TASK BRIEF:
Print, please, the line that contains "Can you find the beach" and each line after it to the end of the entries, unchanged and with nothing else.

Saved entries:
+ + +

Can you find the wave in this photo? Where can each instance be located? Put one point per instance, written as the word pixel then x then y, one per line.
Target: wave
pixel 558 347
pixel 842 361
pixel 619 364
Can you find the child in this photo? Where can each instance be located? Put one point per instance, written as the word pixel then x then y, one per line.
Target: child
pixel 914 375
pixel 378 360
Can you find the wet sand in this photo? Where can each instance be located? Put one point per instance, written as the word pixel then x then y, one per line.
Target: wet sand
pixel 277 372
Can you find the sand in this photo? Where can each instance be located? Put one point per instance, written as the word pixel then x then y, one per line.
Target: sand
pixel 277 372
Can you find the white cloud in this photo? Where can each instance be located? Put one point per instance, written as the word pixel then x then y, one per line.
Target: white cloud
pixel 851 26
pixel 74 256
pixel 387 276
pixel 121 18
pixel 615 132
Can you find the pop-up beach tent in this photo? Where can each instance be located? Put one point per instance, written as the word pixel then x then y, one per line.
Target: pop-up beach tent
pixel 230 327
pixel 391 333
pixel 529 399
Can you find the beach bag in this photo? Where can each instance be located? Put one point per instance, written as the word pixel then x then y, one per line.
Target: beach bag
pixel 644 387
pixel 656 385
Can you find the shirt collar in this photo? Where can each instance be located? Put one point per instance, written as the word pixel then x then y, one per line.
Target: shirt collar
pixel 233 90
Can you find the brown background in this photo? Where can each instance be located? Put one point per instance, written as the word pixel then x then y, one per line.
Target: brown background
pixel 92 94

+ + +

COMPLETED TASK:
Can you find the beach bag in this photo? Where can each instance be located? Put one point per instance, written as the word pixel then x then y, one per line.
Target: beach bag
pixel 644 387
pixel 656 385
Can you find the shirt collar in this photo? Where can each instance be located? Put one point per instance, written as the word pixel then x then y, one per line.
Target: shirt collar
pixel 233 90
Can you find the brown background in this photo? Where can each instance be located? Put one point per instance, written as the word pixel then x then y, one per line.
Target: brown background
pixel 92 94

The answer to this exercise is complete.